◆ RECORDED INFORMATION:
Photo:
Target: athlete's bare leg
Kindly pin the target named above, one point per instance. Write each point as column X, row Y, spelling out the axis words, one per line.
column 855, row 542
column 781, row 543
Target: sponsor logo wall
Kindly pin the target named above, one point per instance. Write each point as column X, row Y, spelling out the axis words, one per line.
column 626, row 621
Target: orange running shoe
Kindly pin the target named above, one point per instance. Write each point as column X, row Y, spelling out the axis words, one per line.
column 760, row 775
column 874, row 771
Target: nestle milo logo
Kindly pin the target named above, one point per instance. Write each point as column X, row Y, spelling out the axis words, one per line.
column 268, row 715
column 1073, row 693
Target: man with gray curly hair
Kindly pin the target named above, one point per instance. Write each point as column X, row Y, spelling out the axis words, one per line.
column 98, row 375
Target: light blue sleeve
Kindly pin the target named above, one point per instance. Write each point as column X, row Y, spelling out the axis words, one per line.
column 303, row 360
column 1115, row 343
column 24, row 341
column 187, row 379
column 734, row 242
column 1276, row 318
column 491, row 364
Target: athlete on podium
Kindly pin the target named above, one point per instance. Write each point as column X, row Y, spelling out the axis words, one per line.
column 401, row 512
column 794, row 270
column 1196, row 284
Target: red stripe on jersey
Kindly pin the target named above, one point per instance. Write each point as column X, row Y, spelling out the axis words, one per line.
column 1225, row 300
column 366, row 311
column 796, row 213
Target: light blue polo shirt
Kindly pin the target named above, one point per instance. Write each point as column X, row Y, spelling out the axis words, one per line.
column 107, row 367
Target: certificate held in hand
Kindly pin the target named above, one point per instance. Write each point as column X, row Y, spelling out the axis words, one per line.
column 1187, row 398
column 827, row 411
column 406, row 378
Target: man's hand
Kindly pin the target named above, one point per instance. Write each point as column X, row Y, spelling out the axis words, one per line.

◆ WRITTEN TASK:
Copy out all of the records above word for word.

◆ SOLUTION FOR THIS PROBLEM:
Photo:
Target: athlete's bare leg
Kindly pin the target named above, one point per instance. Write each point as column X, row Y, spelling out the axis words, one per line.
column 855, row 542
column 781, row 543
Target: sponsor logo wall
Kindly pin the target named above, one point per instance. Write each point as column X, row Y, spelling out the axis words, one per line.
column 626, row 621
Target: orange running shoe
Kindly pin the target named above, one point per instance. Write each point as column X, row Y, spelling out the axis words, one per line.
column 760, row 775
column 874, row 771
Target: nestle milo logo
Kindly pin the target named above, one point per instance. Write each point as column X, row Y, spelling out the axis words, one per line.
column 268, row 715
column 1073, row 693
Target: man with gray curly hair
Kindly pin the target named above, one point per instance. Write each point as column X, row Y, spelling out the axis words, one per line.
column 98, row 375
Target: light blue sleeve
Kindly pin the target named above, one point per instance. Write each point as column X, row Y, spelling out the axis words, one per line.
column 303, row 360
column 1115, row 343
column 24, row 341
column 187, row 379
column 734, row 242
column 1276, row 318
column 491, row 364
Target: athlete on podium
Kindly pin the target named above, one point per instance. Write each point as column X, row Y, spelling out the axis words, one per line.
column 401, row 512
column 794, row 270
column 1196, row 284
Target: red stripe on jersey
Kindly pin the target named above, one point per instance. Write each point as column X, row Y, spelling out the axis words, one per line.
column 1225, row 300
column 366, row 311
column 796, row 213
Target: light blue polo shirt
Kindly pin the target named above, one point per instance. Write each point as column X, row Y, spelling out the axis words, one per line.
column 107, row 367
Target: certificate held in hand
Kindly pin the target named above, one point per instance. Write each point as column X, row Y, spelling out the axis words, one per line.
column 1187, row 398
column 827, row 411
column 406, row 378
Target: man's hand
Kindly pin the target named above, one point per instance. Write each point as column X, row Y, spelling out the axis words, one per line.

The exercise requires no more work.